- _TESTO FORNITO_

# Impalcature e ponteggi



## matoupaschat

Ciao a tutti,

Mi potreste spiegare la differenza tra un'impalcatura e un ponteggio? La domanda nasce dalla lettura di quel brano, tratto da un romanzo di Marco Buticchi, nel quale l'autore usa le due parole "_contemporaneamente_", mentre tutti i dizionari consultati le danno come sinonimi, senza nessun'altra precisazione:A un tratto, l'attenzione di Antonio e del suo accompagnatore fu attratta da un cilindro di cemento di considerevoli dimensioni. Attorno al cilindro c'erano ancora *impalcature e ponteggi*. Probabilmente quella singolare costruzione sarebbe stata inglobata all'interno di un'altra, che l'avrebbe preservata da sguardi indiscreti...
​
Grazie


----------



## ohbice

matoupaschat said:


> Ciao a tutti,
> 
> Mi potreste spiegare la differenza tra un'impalcatura e un ponteggio? La domanda nasce dalla lettura di quel brano, tratto da un romanzo di Marco Buticchi, nel quale l'autore usa le due parole "_contemporaneamente_", mentre tutti i dizionari consultati le danno come sinonimi, senza nessun'altra precisazione:A un tratto, l'attenzione di Antonio e del suo accompagnatore fu attratta da un cilindro di cemento di considerevoli dimensioni. Attorno al cilindro c'erano ancora *impalcature e ponteggi*. Probabilmente quella singolare costruzione sarebbe stata inglobata all'interno di un'altra, che l'avrebbe preservata da sguardi indiscreti...

- _CONSEGNA_
Prosegui la discussione su impalcature e ponteggi dopo l'ultima frase riportata. Il materiale proviene da una fonte diversa.

- _MATERIALE ESTRATTO_
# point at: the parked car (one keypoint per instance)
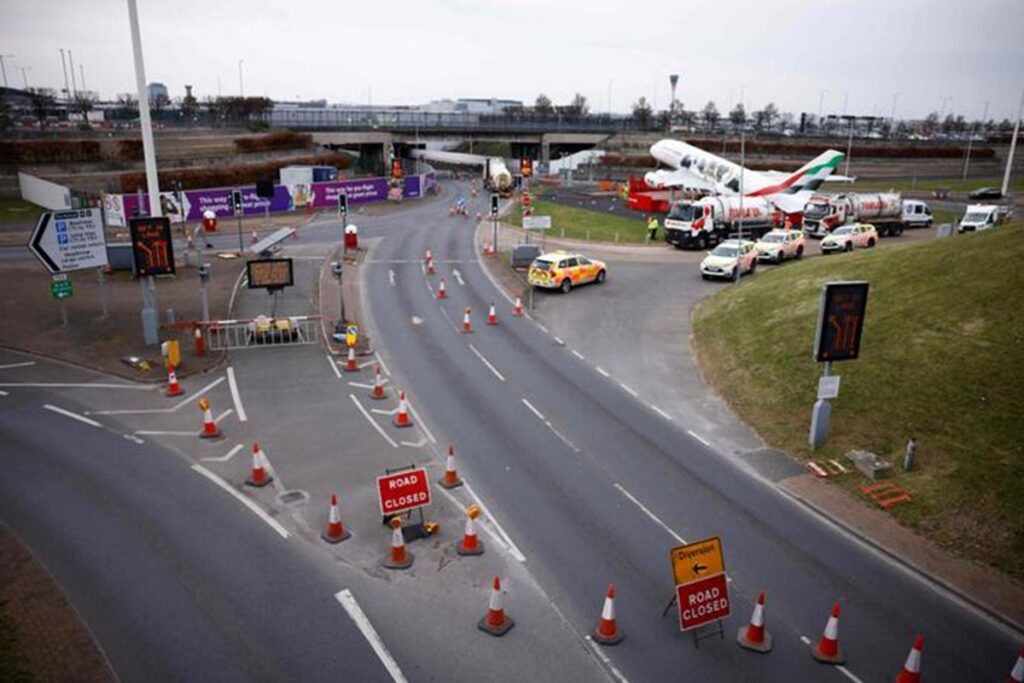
(848, 238)
(561, 270)
(724, 260)
(777, 246)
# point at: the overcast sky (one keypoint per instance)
(408, 52)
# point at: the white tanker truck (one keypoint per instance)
(705, 222)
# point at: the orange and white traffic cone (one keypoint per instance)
(451, 478)
(398, 558)
(496, 623)
(755, 636)
(827, 650)
(350, 366)
(335, 531)
(1017, 675)
(210, 428)
(173, 388)
(606, 632)
(911, 669)
(401, 417)
(259, 477)
(470, 544)
(378, 392)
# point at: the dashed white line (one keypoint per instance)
(486, 363)
(651, 515)
(698, 437)
(273, 523)
(73, 416)
(355, 612)
(236, 397)
(373, 422)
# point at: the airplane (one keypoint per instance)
(693, 168)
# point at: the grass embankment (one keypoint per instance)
(942, 358)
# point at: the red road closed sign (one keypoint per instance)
(702, 601)
(403, 491)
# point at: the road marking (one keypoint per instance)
(653, 517)
(372, 421)
(223, 459)
(274, 524)
(660, 412)
(535, 411)
(604, 659)
(11, 366)
(239, 411)
(486, 363)
(355, 612)
(73, 416)
(698, 437)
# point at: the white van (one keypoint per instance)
(916, 214)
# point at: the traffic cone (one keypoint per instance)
(378, 392)
(755, 636)
(470, 544)
(335, 531)
(259, 476)
(827, 649)
(606, 632)
(496, 623)
(451, 479)
(398, 558)
(173, 388)
(911, 669)
(401, 417)
(517, 308)
(1017, 675)
(210, 428)
(350, 366)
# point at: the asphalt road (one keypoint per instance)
(595, 485)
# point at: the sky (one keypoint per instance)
(846, 56)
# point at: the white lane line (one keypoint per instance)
(334, 367)
(605, 660)
(258, 511)
(372, 421)
(534, 410)
(486, 363)
(73, 416)
(236, 397)
(11, 366)
(223, 459)
(660, 412)
(698, 437)
(355, 612)
(650, 514)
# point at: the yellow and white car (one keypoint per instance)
(562, 270)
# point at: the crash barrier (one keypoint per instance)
(260, 331)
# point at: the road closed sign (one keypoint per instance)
(403, 491)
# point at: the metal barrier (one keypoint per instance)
(261, 332)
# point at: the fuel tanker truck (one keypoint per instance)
(707, 221)
(884, 210)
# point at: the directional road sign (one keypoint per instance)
(68, 241)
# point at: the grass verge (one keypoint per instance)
(942, 358)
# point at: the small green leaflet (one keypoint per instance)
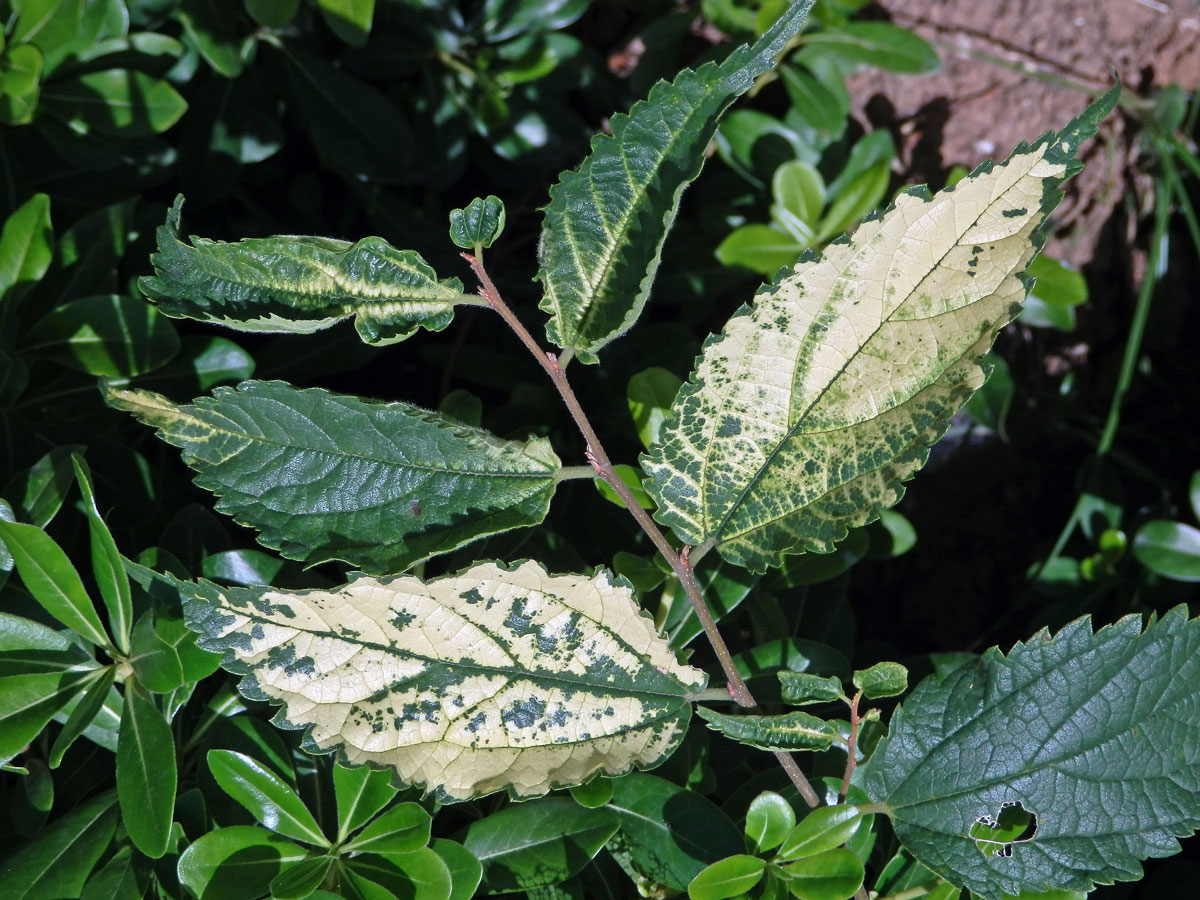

- _RISPOSTA_
> ​
> Grazie



Ciao 
Credo la differenza sia questa: il ponteggio è quella costruzione di tubi metallici che si montano e poi si attrezzano con passatoie per far camminare le persone e per il trasporto dei materiali; le impalcature sono quelle costruzioni con cui si sostengono parti di edificio che devono essere ancora posizionate, o che sono state posizionate ma hanno bisogno di asciugare prima di riuscire a sostenersi da sole (o prima di riuscire a sostenere altri carichi a loro volta).
Aspetta anche altri più ferrati.
Ciao


----------



## Sempervirens

Ciao! Potremmo chiamare _ponteggio _un modulo _dell'impalcatura, _e _impalcatura_ il risultato finale. 

Alla voce ponteggio: https://www.google.com/search?q=pon...SRkQXaqoCwCQ&ved=0CAoQ_AUoAQ&biw=1024&bih=623

Alla voce impalcatura: https://www.google.com/search?q=pon...38,d.dGI&fp=3c4b270ef94334c7&biw=1024&bih=623

S.V


----------



## matoupaschat

Grazie, Oh bice e Sempervirens 

Alla fine, ho l'impressione che non ci sia una vera differenza tra ponteggio e impalcatura. Una parola è recente (ca. 1940) e l'altra più antica (sec. XVI). Possibile, allora, che, salvo motivo stilistico (equilibrio della frase?), Buticchi le abbia usate insieme per indicare che ci sono delle strutture recenti di metallo e altre più antiche di legno?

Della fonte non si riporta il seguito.